■ What to produce
Every entry here needs to be repeated exactly.

___ Task material

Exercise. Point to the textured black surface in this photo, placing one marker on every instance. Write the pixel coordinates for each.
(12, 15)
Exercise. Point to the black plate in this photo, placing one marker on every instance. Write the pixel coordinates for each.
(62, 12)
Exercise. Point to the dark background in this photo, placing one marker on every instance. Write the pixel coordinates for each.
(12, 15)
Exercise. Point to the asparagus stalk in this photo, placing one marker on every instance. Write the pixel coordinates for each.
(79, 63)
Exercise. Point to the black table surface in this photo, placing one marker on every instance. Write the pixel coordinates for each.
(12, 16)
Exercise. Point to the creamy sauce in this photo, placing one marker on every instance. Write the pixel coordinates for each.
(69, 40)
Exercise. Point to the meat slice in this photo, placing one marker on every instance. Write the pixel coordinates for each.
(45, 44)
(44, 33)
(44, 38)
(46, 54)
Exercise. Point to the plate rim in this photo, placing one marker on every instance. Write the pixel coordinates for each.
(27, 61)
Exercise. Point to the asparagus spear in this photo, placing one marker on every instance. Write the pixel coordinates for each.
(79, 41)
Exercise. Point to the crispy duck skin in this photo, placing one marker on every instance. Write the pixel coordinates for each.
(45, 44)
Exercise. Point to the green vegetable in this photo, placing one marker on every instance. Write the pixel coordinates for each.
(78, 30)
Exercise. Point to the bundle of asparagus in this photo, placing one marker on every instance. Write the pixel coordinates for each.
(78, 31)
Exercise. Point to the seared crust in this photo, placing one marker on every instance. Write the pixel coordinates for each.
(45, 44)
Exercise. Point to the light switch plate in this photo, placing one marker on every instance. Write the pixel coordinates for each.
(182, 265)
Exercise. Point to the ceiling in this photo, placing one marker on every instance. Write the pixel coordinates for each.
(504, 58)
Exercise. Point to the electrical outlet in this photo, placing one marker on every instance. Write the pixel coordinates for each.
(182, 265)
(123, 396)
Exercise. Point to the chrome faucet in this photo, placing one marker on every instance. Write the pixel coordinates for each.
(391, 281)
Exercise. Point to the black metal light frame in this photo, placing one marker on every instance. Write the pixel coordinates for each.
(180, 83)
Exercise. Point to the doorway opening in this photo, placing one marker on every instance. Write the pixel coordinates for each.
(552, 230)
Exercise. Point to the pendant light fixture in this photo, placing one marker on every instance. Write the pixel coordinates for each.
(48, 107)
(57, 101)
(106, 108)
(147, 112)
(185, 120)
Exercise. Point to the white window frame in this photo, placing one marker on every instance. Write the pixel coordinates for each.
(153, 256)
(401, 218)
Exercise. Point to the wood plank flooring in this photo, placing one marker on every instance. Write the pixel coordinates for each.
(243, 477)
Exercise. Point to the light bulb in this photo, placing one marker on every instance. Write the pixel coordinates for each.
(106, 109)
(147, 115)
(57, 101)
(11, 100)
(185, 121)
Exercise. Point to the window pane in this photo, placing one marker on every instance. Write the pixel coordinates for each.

______

■ Written reply
Exercise. Point to the textured black surface in this photo, placing one marker on every instance. Write the pixel coordinates for each.
(12, 15)
Exercise. Point to the black plate in this photo, placing one marker on every instance. Write the pixel coordinates for each.
(62, 12)
Exercise. Point to the dark background in this photo, placing one marker on every instance. Write the pixel coordinates for each.
(12, 15)
Exercise. Point to the asparagus stalk in this photo, placing one marker on every instance. Write the pixel coordinates for each.
(79, 63)
Exercise. Point to the black table surface in this photo, placing one marker on every instance. Write the pixel coordinates for each.
(12, 16)
Exercise. Point to the creamy sauce in this photo, placing one marker on every instance. Write the pixel coordinates for each.
(69, 40)
Exercise. Point to the meat slice in this photo, placing one marker on every instance. Write the pixel coordinates for each.
(45, 44)
(44, 33)
(44, 38)
(46, 54)
Exercise. Point to the plate rim in this photo, placing one marker on every instance. Write the pixel coordinates for each.
(27, 61)
Exercise. Point to the asparagus spear in this photo, placing one marker on every instance. Write the pixel coordinates for each.
(79, 41)
Exercise. Point to the crispy duck skin in this photo, placing one marker on every instance. Write the pixel coordinates for each.
(45, 44)
Exercise. Point to the green vegetable in this photo, placing one marker on every instance. Write the pixel coordinates for each.
(78, 30)
Exercise. Point to the bundle of asparagus in this photo, placing one marker on every instance. Write the pixel coordinates for each.
(78, 31)
Exercise. Point to the seared crust in this photo, placing one marker on every instance. Write the pixel coordinates for each.
(45, 44)
Exercise. Point to the light switch plate in this photo, placing one marker on every instance. Write the pixel coordinates for each.
(182, 265)
Exercise. Point to the ceiling in this photo, placing one marker on every instance. Write the pixel coordinates for each.
(504, 58)
Exercise. Point to the electrical outlet in this photo, placing one marker on every instance. Write the pixel coordinates for each.
(182, 265)
(123, 396)
Exercise. Point to the chrome faucet in this photo, placing one marker on every instance. Write the pixel coordinates for each.
(391, 281)
Exercise. Point to the black metal light frame in this photo, placing one marker on every instance. Write the pixel coordinates for each.
(180, 83)
Exercise. Point to the doorway opening in this photo, placing one marker on every instance. Write the pixel coordinates for each.
(552, 230)
Exercise. Point to the pendant light fixture in this photo, placing one marker on every instance. Write the pixel coordinates for each.
(48, 107)
(57, 101)
(106, 108)
(147, 112)
(185, 120)
Exercise. Point to the white window frame in this photo, placing one marker on every instance. Write the pixel coordinates for each.
(153, 256)
(401, 218)
Exercise. Point to the wood plank flooring in this photo, placing one marker on every instance. Write the pixel coordinates for each.
(243, 477)
Exercise. Point to the light bulb in this photo, placing one marker on every instance. Write the pixel coordinates for each.
(106, 109)
(147, 115)
(57, 101)
(11, 100)
(185, 121)
Exercise. Point to the window pane in this photo, placing one marker on every instance. Write the pixel coordinates for each.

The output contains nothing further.